>> begin
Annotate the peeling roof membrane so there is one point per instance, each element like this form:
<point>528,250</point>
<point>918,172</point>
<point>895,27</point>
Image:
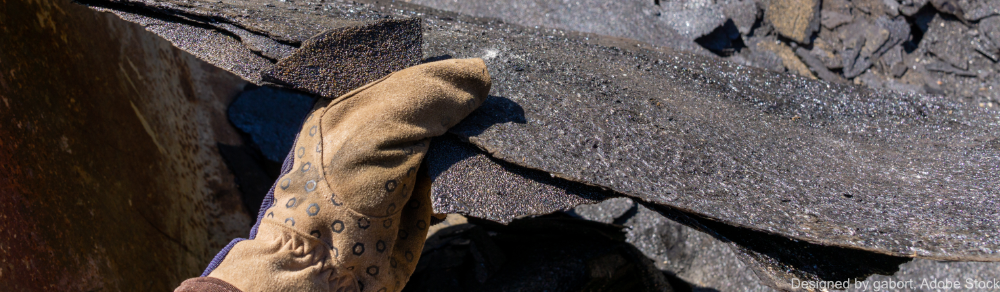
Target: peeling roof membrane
<point>902,175</point>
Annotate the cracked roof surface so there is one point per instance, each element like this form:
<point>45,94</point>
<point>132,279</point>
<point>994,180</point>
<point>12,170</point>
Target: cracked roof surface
<point>903,175</point>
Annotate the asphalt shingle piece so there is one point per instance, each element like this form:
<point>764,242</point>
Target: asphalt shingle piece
<point>836,165</point>
<point>340,60</point>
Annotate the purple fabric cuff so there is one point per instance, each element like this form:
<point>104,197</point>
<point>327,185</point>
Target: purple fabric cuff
<point>266,204</point>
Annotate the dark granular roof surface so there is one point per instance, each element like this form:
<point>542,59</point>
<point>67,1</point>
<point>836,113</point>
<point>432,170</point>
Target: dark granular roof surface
<point>467,181</point>
<point>835,165</point>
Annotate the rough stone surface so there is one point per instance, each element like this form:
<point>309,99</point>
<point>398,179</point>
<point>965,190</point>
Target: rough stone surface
<point>109,177</point>
<point>896,174</point>
<point>794,19</point>
<point>606,212</point>
<point>640,20</point>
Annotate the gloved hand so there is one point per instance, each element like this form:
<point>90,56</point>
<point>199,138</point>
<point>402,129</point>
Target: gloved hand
<point>343,217</point>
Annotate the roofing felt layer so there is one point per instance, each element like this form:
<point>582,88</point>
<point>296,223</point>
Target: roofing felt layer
<point>835,165</point>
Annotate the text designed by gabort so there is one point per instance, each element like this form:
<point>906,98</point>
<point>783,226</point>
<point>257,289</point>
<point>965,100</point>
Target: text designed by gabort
<point>891,285</point>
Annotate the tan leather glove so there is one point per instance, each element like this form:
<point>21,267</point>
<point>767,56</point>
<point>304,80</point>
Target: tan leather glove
>> end
### Problem to work on
Resize the lines from the first one through the line with "<point>340,60</point>", giving them all again with the requests included. Multiply each point coordinate in the answers by 1.55, round to whole numbers with halves going up, and leave out the pictures.

### Result for this exercise
Annotate the peeling roof membrane so there is one point per instance, each element like this form:
<point>528,250</point>
<point>918,172</point>
<point>895,27</point>
Image:
Target: peeling roof membrane
<point>1398,271</point>
Annotate the cracked roof surface so there is one point per instance, each element like this form:
<point>45,94</point>
<point>132,279</point>
<point>994,180</point>
<point>12,170</point>
Target: cracked roof surface
<point>1400,271</point>
Annotate the asphalt shingle piece so there is one point per instance, each element like this form:
<point>764,242</point>
Target: asphalt shingle piece
<point>1296,256</point>
<point>527,93</point>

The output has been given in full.